**Short task**
Pick out each line in the rows below that contains the word "post". Case counts.

^^^^^^^^^^^^^^^^

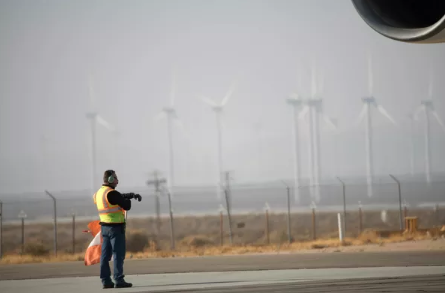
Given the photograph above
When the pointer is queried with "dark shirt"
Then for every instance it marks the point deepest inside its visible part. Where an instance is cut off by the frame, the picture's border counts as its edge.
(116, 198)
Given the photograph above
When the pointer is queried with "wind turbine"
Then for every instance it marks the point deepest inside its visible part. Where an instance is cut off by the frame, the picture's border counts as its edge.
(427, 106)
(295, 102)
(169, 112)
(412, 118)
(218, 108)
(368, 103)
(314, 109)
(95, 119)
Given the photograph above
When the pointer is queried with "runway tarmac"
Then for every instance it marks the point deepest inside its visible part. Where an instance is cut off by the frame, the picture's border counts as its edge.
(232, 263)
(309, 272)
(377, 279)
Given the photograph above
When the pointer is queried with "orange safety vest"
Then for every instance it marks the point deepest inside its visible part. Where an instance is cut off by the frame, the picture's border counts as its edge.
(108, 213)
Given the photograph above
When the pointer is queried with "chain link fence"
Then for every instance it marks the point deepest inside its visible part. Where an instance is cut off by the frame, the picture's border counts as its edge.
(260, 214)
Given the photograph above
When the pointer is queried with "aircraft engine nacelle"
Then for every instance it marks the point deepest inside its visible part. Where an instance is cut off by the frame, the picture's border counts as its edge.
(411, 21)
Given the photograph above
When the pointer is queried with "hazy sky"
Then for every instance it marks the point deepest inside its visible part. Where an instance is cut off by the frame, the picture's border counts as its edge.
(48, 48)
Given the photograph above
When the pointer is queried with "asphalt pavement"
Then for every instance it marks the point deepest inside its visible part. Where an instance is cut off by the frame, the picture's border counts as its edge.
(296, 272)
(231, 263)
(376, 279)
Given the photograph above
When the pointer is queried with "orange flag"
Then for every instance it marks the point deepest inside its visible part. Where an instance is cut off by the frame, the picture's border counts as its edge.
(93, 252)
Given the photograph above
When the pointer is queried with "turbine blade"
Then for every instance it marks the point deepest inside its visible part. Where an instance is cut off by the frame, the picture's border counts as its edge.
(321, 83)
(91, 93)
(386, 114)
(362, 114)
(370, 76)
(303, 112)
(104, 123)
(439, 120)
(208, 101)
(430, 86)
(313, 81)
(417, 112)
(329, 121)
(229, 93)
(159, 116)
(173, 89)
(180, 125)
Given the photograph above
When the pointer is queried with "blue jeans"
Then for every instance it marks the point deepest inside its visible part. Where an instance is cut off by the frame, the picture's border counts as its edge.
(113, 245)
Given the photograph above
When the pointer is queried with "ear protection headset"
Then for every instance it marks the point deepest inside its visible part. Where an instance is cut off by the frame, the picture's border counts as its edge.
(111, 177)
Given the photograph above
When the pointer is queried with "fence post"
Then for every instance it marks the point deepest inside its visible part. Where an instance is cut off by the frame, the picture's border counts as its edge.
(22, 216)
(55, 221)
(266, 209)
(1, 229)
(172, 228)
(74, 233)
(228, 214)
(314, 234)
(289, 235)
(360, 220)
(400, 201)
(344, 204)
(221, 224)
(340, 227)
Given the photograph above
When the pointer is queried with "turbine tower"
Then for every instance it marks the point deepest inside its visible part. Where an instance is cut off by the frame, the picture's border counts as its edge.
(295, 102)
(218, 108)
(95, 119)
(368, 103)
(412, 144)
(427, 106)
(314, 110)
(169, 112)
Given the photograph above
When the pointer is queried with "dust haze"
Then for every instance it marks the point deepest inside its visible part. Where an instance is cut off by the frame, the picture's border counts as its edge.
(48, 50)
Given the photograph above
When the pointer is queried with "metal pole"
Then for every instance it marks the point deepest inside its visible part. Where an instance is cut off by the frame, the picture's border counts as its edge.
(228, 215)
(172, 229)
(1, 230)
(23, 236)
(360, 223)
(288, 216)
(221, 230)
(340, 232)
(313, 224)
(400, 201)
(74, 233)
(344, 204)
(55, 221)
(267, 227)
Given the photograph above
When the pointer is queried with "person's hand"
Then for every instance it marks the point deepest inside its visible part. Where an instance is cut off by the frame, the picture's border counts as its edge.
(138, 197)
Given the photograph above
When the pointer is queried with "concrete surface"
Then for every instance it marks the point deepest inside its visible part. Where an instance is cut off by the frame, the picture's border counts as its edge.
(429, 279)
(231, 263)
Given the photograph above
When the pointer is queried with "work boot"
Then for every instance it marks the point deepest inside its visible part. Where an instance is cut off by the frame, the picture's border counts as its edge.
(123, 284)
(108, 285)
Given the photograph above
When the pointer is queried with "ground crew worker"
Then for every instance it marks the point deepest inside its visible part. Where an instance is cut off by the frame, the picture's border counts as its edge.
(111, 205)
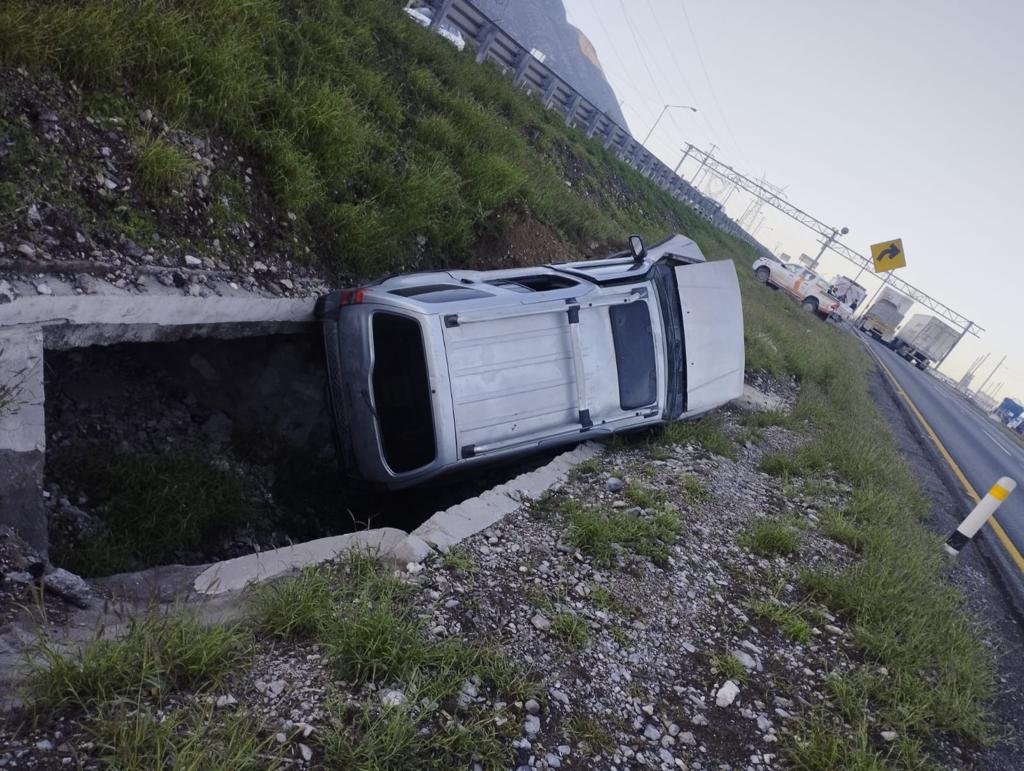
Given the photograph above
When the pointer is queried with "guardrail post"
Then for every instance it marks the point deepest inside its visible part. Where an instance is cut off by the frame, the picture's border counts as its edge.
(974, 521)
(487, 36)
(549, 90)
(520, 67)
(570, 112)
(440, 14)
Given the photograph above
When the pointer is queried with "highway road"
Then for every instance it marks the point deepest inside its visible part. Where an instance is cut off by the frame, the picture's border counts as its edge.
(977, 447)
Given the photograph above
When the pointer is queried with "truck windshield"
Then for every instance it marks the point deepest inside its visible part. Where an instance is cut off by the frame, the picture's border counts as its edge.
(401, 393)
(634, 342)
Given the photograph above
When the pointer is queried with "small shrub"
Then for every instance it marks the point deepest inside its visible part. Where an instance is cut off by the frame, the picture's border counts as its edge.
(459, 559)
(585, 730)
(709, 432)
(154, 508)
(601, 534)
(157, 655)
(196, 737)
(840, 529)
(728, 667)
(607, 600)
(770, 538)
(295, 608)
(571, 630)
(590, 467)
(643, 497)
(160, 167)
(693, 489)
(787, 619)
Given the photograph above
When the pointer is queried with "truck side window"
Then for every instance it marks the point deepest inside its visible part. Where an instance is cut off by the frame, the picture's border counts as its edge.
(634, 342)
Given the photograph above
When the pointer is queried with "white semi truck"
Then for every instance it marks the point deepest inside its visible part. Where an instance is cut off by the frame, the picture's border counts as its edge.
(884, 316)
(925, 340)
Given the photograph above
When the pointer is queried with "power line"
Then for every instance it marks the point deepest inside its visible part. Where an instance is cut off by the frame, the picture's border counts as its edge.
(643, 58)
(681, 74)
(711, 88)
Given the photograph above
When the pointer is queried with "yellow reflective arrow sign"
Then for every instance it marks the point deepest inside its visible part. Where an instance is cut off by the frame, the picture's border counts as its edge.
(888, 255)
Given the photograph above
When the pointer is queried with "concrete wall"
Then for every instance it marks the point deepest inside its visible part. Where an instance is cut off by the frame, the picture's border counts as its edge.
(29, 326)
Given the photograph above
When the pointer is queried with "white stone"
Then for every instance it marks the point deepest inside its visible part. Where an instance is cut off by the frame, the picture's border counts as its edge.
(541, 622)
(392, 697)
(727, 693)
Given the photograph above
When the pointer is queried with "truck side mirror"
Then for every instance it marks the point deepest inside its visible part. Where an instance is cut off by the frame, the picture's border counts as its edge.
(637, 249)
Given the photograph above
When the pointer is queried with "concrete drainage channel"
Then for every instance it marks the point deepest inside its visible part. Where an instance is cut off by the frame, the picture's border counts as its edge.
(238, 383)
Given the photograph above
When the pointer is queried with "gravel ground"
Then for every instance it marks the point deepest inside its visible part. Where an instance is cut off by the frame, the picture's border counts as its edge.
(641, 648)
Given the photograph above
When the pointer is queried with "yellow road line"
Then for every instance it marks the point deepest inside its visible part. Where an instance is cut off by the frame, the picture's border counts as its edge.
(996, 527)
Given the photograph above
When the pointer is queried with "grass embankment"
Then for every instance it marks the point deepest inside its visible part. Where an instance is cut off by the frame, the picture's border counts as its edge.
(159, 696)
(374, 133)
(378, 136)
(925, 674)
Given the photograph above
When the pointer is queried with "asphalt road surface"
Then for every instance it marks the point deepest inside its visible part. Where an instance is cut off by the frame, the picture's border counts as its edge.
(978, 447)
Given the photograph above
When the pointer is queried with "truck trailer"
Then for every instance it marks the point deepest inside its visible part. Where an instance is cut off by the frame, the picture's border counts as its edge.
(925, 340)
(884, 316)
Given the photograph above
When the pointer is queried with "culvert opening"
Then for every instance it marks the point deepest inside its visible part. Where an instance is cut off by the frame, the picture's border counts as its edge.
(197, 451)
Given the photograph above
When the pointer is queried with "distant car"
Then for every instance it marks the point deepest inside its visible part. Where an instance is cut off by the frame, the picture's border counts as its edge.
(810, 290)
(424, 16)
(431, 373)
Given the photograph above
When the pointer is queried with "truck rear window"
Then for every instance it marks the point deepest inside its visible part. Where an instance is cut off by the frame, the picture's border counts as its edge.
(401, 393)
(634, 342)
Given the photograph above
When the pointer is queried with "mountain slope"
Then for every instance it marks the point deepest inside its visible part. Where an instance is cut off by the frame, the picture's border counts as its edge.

^^^^^^^^^^^^^^^^

**Response to this task**
When the pointer is queried with "fence post"
When the pointer is queried with "guardrail post"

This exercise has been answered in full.